• What to work on
Turn the lines below into a JSON list of strings, one string per line, leaving out any blank lines.

::: Material supplied :::

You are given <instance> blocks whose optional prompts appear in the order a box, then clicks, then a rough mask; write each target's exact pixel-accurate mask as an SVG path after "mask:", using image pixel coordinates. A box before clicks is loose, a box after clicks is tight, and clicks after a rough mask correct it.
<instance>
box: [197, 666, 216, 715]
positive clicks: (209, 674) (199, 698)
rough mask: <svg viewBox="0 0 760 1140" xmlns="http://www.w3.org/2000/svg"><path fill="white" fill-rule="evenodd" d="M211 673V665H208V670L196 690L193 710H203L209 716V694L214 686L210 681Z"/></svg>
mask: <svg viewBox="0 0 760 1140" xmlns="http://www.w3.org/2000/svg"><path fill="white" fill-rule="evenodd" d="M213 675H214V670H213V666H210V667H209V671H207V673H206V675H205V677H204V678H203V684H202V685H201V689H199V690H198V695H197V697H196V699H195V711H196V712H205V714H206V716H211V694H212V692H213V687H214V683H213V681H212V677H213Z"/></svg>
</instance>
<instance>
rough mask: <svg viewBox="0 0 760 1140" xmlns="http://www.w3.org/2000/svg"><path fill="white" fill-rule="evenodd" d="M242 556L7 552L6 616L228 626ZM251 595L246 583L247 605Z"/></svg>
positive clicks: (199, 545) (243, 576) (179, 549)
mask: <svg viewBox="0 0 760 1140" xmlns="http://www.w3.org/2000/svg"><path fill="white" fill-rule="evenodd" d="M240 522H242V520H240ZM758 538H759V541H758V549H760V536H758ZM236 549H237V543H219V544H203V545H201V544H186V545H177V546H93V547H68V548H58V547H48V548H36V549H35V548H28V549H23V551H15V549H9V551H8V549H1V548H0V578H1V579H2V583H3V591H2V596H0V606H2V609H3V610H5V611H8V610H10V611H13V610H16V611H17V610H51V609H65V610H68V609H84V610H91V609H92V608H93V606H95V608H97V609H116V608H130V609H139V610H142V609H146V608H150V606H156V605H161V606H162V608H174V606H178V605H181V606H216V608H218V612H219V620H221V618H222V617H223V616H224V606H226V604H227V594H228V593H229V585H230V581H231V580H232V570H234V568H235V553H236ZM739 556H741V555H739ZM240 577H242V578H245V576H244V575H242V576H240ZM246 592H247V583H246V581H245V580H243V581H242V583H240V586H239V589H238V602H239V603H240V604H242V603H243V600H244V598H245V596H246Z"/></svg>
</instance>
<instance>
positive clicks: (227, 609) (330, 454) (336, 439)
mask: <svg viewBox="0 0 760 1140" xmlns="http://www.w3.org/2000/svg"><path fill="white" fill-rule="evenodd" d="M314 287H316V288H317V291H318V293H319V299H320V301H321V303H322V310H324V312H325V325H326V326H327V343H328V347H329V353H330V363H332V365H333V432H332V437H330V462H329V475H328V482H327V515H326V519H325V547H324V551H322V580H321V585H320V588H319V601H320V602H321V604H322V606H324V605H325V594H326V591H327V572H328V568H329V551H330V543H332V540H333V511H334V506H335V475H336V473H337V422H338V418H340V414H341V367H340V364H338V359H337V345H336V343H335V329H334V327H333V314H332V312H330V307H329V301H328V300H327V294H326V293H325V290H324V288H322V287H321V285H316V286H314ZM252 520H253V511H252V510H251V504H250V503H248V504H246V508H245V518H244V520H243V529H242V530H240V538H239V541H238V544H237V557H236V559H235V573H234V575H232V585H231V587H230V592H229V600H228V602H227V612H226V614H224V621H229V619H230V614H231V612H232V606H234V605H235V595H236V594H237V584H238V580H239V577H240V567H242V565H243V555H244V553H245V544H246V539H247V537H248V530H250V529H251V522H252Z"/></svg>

:::

• Task answer
[
  "You are given <instance> blocks whose optional prompts appear in the order a box, then clicks, then a rough mask; write each target's exact pixel-accurate mask as an SVG path after \"mask:\", using image pixel coordinates. A box before clicks is loose, a box after clicks is tight, and clicks after a rough mask correct it.",
  "<instance>",
  "box: [197, 666, 216, 715]",
  "positive clicks: (209, 674) (199, 698)",
  "rough mask: <svg viewBox=\"0 0 760 1140\" xmlns=\"http://www.w3.org/2000/svg\"><path fill=\"white\" fill-rule=\"evenodd\" d=\"M211 673V665H208V670L196 690L193 710H203L209 716V694L214 686L210 681Z\"/></svg>",
  "mask: <svg viewBox=\"0 0 760 1140\" xmlns=\"http://www.w3.org/2000/svg\"><path fill=\"white\" fill-rule=\"evenodd\" d=\"M213 675H214V670H213V666H210V667H209V671H207V673H206V675H205V677H204V678H203V684H202V685H201V689H199V690H198V695H197V697H196V699H195V711H196V712H205V714H206V716H211V694H212V692H213V687H214V683H213V681H212V677H213Z\"/></svg>",
  "</instance>",
  "<instance>",
  "rough mask: <svg viewBox=\"0 0 760 1140\" xmlns=\"http://www.w3.org/2000/svg\"><path fill=\"white\" fill-rule=\"evenodd\" d=\"M242 556L7 552L6 616L228 626ZM251 595L246 583L247 605Z\"/></svg>",
  "positive clicks: (199, 545) (243, 576) (179, 549)",
  "mask: <svg viewBox=\"0 0 760 1140\" xmlns=\"http://www.w3.org/2000/svg\"><path fill=\"white\" fill-rule=\"evenodd\" d=\"M240 522H242V520H240ZM758 538H759V541H758V549H760V536H758ZM236 549H237V543H219V544H203V545H201V544H186V545H177V546H93V547H68V548H58V547H48V548H36V549H35V548H28V549H23V551H15V549H9V551H8V549H1V548H0V578H1V579H2V583H3V591H2V596H0V606H2V609H3V610H5V611H8V610H10V611H13V610H16V611H17V610H51V609H65V610H68V609H84V610H91V609H92V608H93V606H95V608H97V609H116V608H130V609H139V610H142V609H146V608H150V606H156V605H161V606H162V608H174V606H178V605H181V606H216V608H218V612H219V620H221V618H222V617H223V616H224V606H226V604H227V594H228V593H229V585H230V581H231V580H232V570H234V568H235V553H236ZM739 556H741V555H739ZM240 577H242V578H245V576H244V575H242V576H240ZM246 592H247V583H246V581H245V580H243V581H242V583H240V586H239V589H238V602H239V603H240V604H242V603H243V600H244V598H245V596H246Z\"/></svg>",
  "</instance>",
  "<instance>",
  "positive clicks: (227, 609) (330, 454) (336, 439)",
  "mask: <svg viewBox=\"0 0 760 1140\" xmlns=\"http://www.w3.org/2000/svg\"><path fill=\"white\" fill-rule=\"evenodd\" d=\"M314 287H316V288H317V291H318V293H319V299H320V301H321V303H322V310H324V312H325V325H326V326H327V343H328V347H329V353H330V363H332V365H333V432H332V437H330V462H329V475H328V482H327V515H326V519H325V547H324V551H322V580H321V585H320V588H319V601H320V602H321V604H322V606H324V605H325V594H326V591H327V572H328V568H329V551H330V543H332V540H333V511H334V506H335V475H336V473H337V422H338V418H340V414H341V367H340V364H338V359H337V345H336V343H335V329H334V327H333V314H332V312H330V307H329V301H328V300H327V294H326V293H325V290H324V288H322V287H321V285H316V286H314ZM252 520H253V511H252V510H251V504H250V503H248V504H246V508H245V518H244V520H243V529H242V530H240V538H239V541H238V544H237V557H236V559H235V573H234V575H232V585H231V587H230V592H229V600H228V602H227V612H226V614H224V621H229V619H230V614H231V612H232V606H234V605H235V595H236V594H237V584H238V580H239V577H240V567H242V565H243V555H244V553H245V544H246V539H247V537H248V530H250V529H251V522H252Z\"/></svg>"
]